═════ EXTRAIT À LIRE

Il faut prendre conscience de la vanité qu’il y a à vouloir manger, non pour se nourrir, mais pour le pur plaisir gustatif. Ce dernier ne pose problème que dans la mesure où il nous conduit vers 1) la consommation excessive de nourriture et 2) la consommation de certains aliments nocifs mais plaisants. Ces deux conséquences sont destructrices pour notre corps et en cela blâmables. Et la première l’est davantage, dans la mesure où il est absolument indécent de manger plus que nécessaire lorsque certains manquent de nourriture.
C’est d’autant plus important de repenser son rapport à la nourriture dans le contexte capitaliste de notre temps, où les pratiques alimentaires sont conditionnées par des industries qui sacrifient notre santé, les animaux non-humains et la nature tout entière pour le sacro-saint profit. Se rappeler le plaisir de manger pour éteindre sa faim et cesser plus facilement de vendre son corps aux industriels avides d’argent en échange d’un cadavre, d’une pâtisserie bourrée de sucres raffinés, d’un produit transformé plus cancérigène que nutritif. Le but, ce serait de se rapprocher de cet idéal épicurien où " des mets simples donnent un plaisir égal à celui d’un régime somptueux si toute la douleur causée par le besoin est supprimée, et, d’autre part, du pain d’orge et de l’eau procurent le plus vif plaisir à celui qui les porte à sa bouche après en avoir senti la privation" (Lettre à Ménécée).
J’aimerais que ce mois de Ramadan soit l’occasion de méditer sur la nourriture, sur mon rapport à elle et sur la place qu’elle prend dans ma vie. Cela impliquera de s’informer sur le jeûne (à visée spirituelle) dans ses diverses pratiques. Je privilégierai peut-être les sources autour du Ramadan, mais rien n'exclut d'aller aussi chercher du côté des autres spiritualités, voire même de se pencher sur les études scientifiques portant sur ses vertus médicinales. J’ai très hâte. En attendant, je vous souhaite un très bon début de Ramadan.
Notes de bas de page :
[1] Par « âme » ou « esprit », j’entends la partie immatérielle de notre être, dont je postule l’existence. Ce manque de rigueur ne m’empêchera pas de continuer de dénoncer avec ferveur toute utilisation de mots vagues, mystico-mystérieux par les universitaires, tout simplement parce qu’ici on est dans un journal de bord et non dans un article scientifique. Bisous.
[2] Il va sans dire que l’exercice de sa volonté peut aussi être restreint par diverses conditions (matérielles, psychiques, etc.). Il s’agit toujours de mesurer ses efforts en prennant en considération la marge de manœuvre dont nous disposons initialement.

══════════

### [TÂCHES À RÉALISER]
[A] Dans l'extrait sur la nourriture, de quelle œuvre vient la citation qui décrit l'idéal épicurien ?
[B] Recopiez le passage de l'extrait sur la nourriture qui commence par « Notes de bas » et se poursuit jusqu'à « article scientifique. Bisous. ».

═════ DONNÉES FOURNIES

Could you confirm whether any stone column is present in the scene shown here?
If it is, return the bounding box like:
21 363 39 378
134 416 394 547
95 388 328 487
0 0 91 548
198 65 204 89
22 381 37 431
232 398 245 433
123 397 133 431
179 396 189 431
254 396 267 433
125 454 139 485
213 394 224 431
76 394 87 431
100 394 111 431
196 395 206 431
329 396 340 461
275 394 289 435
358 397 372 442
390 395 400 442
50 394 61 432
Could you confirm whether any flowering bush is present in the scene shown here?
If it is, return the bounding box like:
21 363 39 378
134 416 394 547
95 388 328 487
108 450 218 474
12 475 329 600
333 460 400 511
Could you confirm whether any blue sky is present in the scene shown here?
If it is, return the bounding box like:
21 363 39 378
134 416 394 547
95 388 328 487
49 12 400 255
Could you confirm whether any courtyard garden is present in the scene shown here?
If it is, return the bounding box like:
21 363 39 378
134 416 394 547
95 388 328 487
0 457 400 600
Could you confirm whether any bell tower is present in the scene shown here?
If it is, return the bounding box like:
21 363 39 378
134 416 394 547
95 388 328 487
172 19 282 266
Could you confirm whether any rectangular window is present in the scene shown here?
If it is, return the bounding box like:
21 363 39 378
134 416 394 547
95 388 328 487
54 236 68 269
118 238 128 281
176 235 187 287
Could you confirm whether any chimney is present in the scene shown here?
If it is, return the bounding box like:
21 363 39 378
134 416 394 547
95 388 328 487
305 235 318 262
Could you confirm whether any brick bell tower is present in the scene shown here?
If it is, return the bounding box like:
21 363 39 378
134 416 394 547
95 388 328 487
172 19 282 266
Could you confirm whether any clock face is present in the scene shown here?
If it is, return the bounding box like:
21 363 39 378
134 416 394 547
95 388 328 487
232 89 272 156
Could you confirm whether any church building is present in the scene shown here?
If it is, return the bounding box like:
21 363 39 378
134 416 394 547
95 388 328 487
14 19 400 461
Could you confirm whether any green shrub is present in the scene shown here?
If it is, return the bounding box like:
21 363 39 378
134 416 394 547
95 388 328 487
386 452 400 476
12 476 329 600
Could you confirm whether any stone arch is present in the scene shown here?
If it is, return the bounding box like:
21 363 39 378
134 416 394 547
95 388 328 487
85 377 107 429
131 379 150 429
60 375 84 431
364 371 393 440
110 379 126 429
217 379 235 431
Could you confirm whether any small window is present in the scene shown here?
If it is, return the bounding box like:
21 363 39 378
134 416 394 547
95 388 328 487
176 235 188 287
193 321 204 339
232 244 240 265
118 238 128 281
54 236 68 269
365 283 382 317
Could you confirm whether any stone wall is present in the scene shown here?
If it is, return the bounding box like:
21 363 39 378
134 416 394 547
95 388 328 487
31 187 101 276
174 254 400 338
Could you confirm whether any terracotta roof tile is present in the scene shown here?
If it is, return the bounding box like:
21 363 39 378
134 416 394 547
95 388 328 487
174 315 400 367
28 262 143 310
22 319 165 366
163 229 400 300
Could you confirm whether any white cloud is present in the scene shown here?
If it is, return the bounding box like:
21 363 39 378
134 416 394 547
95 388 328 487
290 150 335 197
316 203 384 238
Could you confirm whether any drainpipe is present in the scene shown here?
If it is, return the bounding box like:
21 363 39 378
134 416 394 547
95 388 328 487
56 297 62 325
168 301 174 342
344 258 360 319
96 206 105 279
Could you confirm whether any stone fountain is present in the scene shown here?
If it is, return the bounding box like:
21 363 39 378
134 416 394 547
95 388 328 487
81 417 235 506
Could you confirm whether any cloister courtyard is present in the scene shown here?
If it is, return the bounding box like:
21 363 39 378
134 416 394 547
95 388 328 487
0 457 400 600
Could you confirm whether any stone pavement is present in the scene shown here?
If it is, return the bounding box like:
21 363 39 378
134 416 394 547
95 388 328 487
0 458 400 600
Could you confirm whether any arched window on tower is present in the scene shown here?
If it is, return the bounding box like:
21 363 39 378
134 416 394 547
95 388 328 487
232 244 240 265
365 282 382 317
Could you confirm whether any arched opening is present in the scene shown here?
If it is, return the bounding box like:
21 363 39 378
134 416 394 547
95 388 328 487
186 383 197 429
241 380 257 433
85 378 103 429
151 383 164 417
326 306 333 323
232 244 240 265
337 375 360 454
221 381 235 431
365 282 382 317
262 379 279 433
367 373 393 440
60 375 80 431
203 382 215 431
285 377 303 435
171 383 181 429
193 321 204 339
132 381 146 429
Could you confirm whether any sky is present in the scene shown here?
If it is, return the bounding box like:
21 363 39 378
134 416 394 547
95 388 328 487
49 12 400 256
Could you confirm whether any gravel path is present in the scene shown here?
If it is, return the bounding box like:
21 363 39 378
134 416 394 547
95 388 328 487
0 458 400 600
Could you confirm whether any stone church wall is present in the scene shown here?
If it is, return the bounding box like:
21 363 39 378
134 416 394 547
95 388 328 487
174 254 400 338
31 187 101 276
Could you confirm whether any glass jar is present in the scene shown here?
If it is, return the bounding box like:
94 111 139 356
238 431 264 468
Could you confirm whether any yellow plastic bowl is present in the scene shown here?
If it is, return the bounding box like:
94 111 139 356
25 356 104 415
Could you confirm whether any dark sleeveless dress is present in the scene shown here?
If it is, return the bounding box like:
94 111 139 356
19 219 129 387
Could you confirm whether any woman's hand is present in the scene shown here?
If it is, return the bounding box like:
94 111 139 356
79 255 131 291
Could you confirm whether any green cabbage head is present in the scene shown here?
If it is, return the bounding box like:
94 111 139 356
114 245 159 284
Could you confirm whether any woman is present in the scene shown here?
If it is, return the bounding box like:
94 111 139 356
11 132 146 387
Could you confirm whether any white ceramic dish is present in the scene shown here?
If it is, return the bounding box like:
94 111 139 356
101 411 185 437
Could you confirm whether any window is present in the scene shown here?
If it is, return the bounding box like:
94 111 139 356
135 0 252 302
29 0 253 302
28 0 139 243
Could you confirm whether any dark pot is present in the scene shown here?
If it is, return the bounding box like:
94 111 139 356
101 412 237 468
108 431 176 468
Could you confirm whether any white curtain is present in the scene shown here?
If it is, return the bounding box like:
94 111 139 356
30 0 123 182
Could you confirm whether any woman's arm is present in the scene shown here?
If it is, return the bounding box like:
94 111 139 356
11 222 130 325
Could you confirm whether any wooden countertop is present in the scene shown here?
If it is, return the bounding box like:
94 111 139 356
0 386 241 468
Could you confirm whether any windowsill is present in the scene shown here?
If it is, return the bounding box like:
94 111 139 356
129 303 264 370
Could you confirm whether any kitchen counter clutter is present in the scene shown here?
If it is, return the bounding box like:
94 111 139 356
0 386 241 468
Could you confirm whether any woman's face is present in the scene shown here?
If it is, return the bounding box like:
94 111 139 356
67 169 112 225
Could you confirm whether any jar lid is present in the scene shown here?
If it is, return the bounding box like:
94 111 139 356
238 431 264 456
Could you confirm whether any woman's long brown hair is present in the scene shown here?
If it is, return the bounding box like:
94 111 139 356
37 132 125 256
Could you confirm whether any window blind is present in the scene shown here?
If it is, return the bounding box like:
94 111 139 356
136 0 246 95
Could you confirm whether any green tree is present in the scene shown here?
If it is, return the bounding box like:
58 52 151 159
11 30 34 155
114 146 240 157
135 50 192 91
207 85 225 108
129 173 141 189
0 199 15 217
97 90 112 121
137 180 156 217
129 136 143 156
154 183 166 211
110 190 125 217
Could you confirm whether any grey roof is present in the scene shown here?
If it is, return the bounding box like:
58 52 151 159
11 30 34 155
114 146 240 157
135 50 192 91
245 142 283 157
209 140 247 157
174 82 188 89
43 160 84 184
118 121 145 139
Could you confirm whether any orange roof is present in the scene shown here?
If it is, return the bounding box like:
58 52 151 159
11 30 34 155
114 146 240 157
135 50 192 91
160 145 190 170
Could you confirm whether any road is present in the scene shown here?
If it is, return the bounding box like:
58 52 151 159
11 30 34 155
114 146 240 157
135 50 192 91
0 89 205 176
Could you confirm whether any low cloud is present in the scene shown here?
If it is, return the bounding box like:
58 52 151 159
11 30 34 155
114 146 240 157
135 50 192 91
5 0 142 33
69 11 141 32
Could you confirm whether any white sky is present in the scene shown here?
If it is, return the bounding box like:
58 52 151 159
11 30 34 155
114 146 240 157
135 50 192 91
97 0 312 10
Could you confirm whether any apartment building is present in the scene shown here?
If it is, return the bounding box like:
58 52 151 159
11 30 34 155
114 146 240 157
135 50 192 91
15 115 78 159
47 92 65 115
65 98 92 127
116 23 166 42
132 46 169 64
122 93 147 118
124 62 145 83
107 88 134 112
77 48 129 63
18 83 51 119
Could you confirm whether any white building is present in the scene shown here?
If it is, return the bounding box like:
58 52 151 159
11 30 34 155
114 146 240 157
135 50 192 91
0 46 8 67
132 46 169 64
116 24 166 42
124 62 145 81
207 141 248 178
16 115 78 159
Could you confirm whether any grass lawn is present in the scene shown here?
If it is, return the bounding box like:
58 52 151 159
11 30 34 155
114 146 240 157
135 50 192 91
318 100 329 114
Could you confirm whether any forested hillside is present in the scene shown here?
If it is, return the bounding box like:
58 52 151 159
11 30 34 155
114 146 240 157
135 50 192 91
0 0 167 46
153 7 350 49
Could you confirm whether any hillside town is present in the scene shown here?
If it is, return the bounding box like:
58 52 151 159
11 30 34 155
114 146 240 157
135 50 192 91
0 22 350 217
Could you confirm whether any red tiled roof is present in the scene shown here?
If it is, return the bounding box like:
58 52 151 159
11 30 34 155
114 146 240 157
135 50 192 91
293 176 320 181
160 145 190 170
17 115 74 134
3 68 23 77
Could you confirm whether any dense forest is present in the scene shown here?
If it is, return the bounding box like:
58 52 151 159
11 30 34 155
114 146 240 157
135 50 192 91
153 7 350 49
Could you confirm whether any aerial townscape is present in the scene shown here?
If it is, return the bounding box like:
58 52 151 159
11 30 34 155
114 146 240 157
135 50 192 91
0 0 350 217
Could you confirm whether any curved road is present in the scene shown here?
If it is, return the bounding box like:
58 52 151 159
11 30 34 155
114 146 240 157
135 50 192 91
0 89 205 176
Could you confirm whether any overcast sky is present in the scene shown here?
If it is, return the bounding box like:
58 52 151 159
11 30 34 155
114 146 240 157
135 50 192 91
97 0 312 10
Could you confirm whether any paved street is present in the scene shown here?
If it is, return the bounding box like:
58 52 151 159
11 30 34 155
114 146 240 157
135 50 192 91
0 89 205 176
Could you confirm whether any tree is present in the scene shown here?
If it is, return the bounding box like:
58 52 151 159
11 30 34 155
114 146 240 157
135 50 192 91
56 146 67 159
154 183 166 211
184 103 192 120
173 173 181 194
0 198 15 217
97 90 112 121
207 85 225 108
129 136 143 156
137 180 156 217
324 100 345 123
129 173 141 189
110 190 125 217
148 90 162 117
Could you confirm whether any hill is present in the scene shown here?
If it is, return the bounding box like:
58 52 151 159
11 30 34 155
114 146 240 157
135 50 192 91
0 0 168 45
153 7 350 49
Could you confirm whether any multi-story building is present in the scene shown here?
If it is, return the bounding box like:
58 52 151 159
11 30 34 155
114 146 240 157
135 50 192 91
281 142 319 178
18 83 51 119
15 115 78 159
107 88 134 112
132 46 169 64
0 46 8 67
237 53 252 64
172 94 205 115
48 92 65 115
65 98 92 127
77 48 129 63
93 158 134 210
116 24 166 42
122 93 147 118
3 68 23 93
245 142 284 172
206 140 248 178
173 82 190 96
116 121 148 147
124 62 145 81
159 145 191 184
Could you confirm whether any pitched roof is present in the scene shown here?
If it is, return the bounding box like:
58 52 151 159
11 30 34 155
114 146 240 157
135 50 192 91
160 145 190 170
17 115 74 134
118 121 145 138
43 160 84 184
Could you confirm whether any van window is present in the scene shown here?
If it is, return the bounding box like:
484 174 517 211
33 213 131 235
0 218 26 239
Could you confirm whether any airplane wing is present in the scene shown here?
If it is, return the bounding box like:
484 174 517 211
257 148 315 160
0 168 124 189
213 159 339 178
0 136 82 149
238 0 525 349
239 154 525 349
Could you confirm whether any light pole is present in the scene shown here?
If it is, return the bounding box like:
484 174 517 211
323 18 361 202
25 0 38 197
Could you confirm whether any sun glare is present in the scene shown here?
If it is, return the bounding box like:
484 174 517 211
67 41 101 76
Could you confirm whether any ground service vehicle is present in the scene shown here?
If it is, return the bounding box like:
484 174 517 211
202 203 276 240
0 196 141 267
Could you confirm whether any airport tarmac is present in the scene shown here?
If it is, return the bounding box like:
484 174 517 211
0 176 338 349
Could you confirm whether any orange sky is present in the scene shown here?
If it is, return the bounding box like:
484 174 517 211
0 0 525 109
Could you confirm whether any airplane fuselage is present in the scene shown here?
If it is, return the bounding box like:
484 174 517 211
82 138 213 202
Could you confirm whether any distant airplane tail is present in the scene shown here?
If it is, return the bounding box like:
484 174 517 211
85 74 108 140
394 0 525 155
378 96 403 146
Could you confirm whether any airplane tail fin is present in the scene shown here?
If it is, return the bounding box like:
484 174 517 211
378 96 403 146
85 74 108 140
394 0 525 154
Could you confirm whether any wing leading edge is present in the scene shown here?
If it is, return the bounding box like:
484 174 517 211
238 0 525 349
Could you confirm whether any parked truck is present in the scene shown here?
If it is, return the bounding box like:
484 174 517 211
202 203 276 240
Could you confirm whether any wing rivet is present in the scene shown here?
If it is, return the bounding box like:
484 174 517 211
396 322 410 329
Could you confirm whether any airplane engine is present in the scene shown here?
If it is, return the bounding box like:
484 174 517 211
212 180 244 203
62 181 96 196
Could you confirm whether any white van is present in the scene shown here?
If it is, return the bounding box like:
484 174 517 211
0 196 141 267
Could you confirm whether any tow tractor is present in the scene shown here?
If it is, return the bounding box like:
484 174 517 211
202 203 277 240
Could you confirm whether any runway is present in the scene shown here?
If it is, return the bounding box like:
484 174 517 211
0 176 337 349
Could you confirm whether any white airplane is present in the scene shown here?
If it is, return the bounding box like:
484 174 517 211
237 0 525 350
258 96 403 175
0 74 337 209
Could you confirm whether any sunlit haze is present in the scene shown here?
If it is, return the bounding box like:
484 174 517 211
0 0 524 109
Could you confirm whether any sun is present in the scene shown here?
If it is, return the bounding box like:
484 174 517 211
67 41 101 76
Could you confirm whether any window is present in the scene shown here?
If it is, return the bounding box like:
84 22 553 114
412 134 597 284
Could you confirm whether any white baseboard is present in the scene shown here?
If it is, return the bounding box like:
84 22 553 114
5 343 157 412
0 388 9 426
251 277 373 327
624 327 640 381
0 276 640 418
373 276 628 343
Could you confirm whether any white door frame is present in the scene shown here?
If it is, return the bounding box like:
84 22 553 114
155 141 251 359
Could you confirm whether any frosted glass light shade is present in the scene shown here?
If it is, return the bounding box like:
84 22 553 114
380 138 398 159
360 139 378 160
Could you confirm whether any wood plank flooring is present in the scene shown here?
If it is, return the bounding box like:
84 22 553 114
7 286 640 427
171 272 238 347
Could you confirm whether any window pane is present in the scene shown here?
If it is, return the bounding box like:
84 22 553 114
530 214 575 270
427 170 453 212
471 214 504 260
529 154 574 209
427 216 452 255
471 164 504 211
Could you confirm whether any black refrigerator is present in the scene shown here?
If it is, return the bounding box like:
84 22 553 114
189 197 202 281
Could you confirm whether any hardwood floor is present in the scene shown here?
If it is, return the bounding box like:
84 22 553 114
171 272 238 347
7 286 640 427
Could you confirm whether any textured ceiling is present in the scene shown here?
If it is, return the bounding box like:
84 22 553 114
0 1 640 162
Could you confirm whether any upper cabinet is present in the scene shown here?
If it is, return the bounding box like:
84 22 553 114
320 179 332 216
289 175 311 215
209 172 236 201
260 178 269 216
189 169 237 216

══════════

### [PROBLÈMES RÉSOLUS]
[A] De la Lettre à Ménécée.

[B]
Notes de bas de page :
[1] Par « âme » ou « esprit », j’entends la partie immatérielle de notre être, dont je postule l’existence. Ce manque de rigueur ne m’empêchera pas de continuer de dénoncer avec ferveur toute utilisation de mots vagues, mystico-mystérieux par les universitaires, tout simplement parce qu’ici on est dans un journal de bord et non dans un article scientifique. Bisous.